- MATERIAL:
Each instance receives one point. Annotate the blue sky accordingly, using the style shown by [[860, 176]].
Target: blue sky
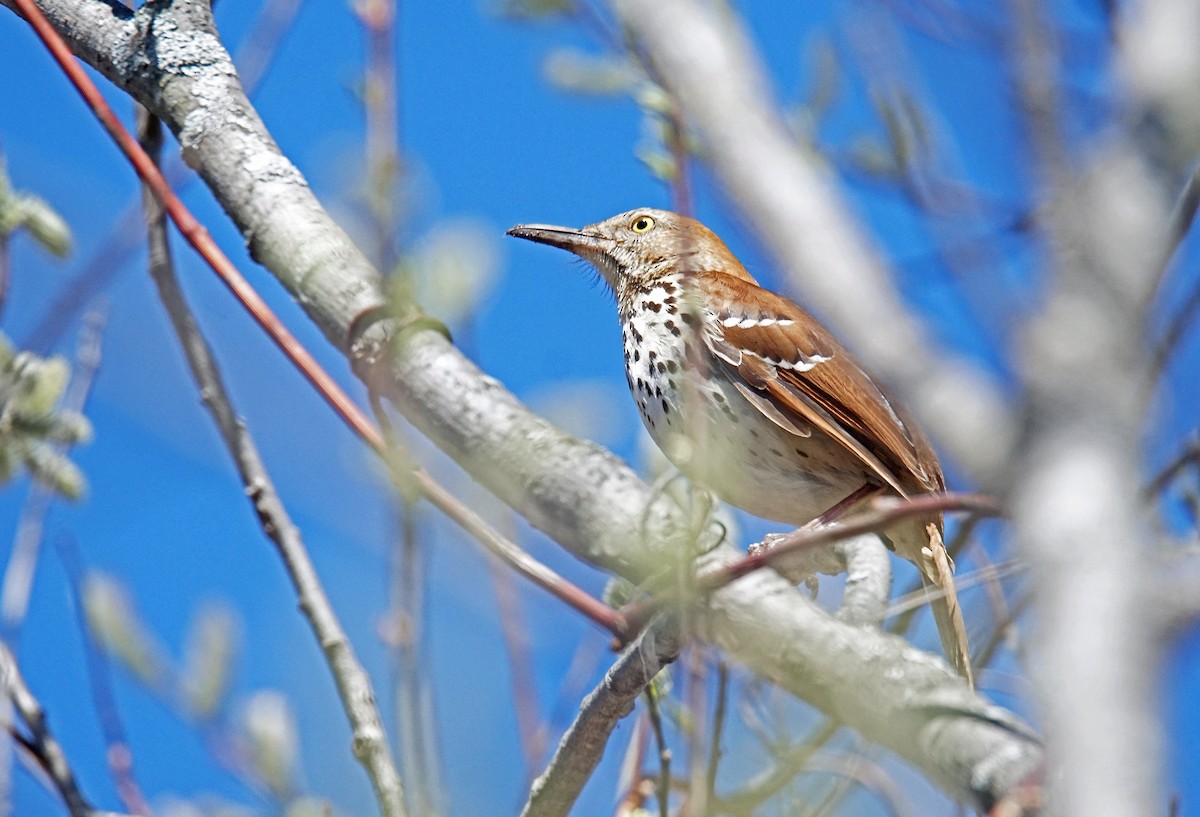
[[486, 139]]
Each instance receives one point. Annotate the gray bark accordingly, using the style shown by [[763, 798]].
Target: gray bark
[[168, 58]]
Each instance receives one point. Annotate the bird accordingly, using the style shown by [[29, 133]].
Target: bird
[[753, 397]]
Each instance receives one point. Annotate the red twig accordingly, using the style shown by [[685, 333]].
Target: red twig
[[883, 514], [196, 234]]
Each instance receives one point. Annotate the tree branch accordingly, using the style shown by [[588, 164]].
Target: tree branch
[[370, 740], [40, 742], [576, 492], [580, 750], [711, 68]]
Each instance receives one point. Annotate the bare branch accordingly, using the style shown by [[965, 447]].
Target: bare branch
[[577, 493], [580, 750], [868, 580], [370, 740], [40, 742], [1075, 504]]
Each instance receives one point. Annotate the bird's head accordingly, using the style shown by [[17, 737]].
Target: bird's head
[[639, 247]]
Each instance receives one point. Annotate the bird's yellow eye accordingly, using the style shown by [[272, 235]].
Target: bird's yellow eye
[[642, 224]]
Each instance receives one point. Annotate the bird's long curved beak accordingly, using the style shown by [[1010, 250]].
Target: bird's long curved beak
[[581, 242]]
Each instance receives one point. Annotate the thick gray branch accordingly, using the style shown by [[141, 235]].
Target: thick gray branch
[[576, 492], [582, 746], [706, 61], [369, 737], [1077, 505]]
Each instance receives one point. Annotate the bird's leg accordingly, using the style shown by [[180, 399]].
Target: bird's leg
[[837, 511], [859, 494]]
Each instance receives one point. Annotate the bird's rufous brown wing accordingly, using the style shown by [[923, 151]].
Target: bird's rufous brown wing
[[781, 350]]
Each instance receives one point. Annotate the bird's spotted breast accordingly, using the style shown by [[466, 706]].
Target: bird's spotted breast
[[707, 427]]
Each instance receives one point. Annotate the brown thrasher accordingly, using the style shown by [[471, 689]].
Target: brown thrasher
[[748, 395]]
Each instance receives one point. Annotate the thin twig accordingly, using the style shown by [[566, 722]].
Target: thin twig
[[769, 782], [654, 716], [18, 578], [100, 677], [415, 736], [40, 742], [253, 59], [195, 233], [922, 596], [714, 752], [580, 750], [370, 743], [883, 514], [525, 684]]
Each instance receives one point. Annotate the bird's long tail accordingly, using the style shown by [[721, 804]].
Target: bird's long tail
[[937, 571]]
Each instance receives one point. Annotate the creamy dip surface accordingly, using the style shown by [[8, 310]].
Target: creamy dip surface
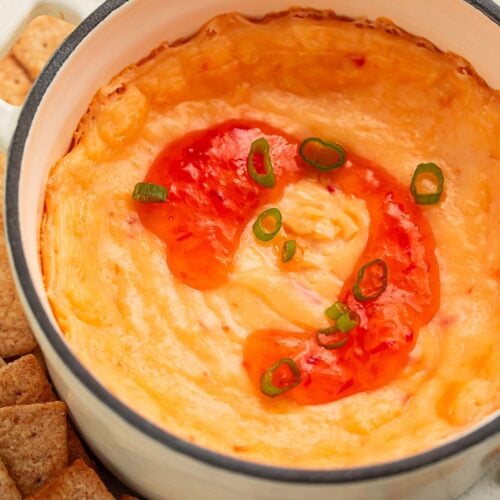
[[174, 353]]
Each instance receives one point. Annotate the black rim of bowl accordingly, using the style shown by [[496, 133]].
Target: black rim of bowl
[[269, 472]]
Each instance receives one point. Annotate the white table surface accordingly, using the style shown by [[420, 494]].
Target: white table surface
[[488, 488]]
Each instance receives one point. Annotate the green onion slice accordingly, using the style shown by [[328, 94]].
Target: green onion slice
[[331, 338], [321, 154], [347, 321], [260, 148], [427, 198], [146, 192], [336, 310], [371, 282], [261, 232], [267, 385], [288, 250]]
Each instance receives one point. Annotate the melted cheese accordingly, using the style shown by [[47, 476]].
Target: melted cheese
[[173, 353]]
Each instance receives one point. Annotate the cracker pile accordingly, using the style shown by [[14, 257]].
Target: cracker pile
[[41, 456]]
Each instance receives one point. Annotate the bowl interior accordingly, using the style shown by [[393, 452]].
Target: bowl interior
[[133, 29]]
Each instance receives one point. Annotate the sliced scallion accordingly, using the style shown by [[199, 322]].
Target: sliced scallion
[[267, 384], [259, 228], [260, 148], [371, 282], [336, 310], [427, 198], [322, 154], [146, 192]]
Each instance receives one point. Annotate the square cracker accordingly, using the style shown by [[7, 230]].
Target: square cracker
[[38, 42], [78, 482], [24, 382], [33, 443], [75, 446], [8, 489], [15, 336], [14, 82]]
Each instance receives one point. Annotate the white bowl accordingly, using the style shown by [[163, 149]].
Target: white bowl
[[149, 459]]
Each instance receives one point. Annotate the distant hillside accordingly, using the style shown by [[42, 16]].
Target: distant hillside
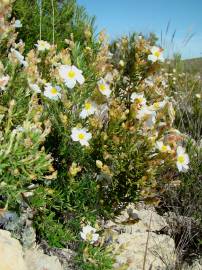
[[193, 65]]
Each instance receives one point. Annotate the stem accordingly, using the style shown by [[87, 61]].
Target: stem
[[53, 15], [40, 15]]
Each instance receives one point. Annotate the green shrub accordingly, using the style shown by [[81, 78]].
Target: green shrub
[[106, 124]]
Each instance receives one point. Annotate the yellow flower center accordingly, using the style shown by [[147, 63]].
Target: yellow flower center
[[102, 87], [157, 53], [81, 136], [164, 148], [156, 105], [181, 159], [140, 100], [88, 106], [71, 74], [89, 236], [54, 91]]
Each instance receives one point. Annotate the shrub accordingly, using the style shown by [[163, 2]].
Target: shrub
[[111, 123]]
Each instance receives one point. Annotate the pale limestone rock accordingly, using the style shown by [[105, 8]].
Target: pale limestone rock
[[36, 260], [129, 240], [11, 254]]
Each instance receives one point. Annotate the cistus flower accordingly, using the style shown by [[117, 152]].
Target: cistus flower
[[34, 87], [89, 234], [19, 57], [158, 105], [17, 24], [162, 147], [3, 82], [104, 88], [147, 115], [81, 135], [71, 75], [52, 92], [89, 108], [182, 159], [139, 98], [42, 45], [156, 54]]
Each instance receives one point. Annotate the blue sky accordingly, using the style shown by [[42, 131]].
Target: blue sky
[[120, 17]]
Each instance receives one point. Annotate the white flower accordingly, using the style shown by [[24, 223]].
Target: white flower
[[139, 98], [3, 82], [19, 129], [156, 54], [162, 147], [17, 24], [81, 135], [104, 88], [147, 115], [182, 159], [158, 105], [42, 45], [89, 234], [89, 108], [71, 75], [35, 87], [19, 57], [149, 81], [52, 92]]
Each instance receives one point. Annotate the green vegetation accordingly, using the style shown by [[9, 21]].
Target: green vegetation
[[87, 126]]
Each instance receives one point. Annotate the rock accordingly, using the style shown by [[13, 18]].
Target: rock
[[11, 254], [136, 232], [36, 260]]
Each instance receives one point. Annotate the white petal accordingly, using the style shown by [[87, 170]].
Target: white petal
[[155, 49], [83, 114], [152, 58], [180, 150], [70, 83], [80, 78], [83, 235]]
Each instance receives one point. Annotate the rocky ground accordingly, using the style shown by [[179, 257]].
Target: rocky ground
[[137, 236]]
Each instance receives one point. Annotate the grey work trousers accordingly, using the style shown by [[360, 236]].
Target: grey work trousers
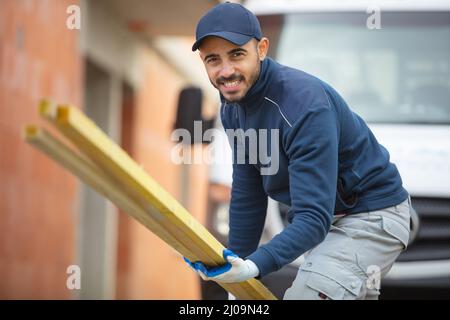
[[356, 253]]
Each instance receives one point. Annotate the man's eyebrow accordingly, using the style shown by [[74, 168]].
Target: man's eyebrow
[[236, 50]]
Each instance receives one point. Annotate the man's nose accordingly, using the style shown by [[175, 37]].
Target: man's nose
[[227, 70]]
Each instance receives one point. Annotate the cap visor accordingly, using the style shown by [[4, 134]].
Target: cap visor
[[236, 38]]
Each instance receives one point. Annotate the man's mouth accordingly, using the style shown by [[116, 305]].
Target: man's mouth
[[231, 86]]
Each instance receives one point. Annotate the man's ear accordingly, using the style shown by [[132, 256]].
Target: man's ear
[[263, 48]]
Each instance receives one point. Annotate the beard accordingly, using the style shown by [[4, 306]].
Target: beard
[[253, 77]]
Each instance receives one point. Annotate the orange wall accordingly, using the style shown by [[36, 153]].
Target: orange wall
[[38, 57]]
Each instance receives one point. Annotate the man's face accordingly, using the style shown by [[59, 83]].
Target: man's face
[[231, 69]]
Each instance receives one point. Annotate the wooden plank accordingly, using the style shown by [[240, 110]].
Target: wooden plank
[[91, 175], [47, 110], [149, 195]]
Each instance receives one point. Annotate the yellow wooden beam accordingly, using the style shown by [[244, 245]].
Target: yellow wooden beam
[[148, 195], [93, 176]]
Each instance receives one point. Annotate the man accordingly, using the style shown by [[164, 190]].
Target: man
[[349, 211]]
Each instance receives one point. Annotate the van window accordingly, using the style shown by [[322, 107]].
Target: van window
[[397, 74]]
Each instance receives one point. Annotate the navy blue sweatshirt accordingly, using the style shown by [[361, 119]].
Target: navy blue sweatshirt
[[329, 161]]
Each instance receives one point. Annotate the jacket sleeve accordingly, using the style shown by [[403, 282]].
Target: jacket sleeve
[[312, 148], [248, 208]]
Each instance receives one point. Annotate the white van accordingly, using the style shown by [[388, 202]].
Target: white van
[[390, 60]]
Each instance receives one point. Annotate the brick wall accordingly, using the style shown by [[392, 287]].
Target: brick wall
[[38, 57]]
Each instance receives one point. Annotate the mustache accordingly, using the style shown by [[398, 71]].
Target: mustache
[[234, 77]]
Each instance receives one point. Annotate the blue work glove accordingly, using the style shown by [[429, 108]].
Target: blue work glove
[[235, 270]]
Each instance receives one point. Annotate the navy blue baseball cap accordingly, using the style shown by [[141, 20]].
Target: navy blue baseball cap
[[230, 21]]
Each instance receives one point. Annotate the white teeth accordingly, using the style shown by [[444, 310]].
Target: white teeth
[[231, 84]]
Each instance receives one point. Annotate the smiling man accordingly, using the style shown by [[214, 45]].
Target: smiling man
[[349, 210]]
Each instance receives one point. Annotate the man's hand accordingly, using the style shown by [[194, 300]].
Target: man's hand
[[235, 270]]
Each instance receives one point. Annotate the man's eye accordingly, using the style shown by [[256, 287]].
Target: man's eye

- WHAT YOU HAVE TO DO: Switch every "cracker" to "biscuit" in the data starting at the line containing "Each instance receives one point. Annotate the green onion" and ending at the line containing "[[149, 459]]", leaving everything else unchanged. Give back only those lines.

- WRITTEN SOLUTION:
Each instance receives one point. Annotate the green onion slice accordingly, using the style shown by [[328, 94]].
Target: green onion slice
[[331, 338], [321, 154], [347, 321], [260, 148], [427, 198], [146, 192], [336, 310], [371, 282], [261, 232], [267, 385], [288, 250]]
Each instance receives one point. Annotate the melted cheese accordingly, using the style shown by [[47, 476]].
Target: melted cheese
[[173, 353]]
Each instance receives one point. Annotate the biscuit pile accordingly, using the style shown by [[14, 257]].
Target: biscuit pile
[[41, 456]]
Each instance receives one point. Annotate the bowl interior accordingly, using the style shown by [[393, 452]].
Target: bowl interior
[[133, 29]]
Each instance receives one point. Annotate the sliced scallion accordingly, using the style shown by [[199, 322]].
Target: sliced scallion
[[267, 384], [259, 228], [260, 148], [371, 282], [336, 310], [427, 198], [322, 154], [146, 192]]
Each instance receives one point. Annotate the square biscuit accordingly, using the style shown by [[7, 230]].
Target: square biscuit
[[38, 42], [78, 482], [24, 382], [33, 443], [75, 446], [8, 489], [15, 336], [14, 82]]
Each instance receives one point. Annotate the white bowl accordingly, using the style shown by [[163, 149]].
Target: white bowl
[[149, 459]]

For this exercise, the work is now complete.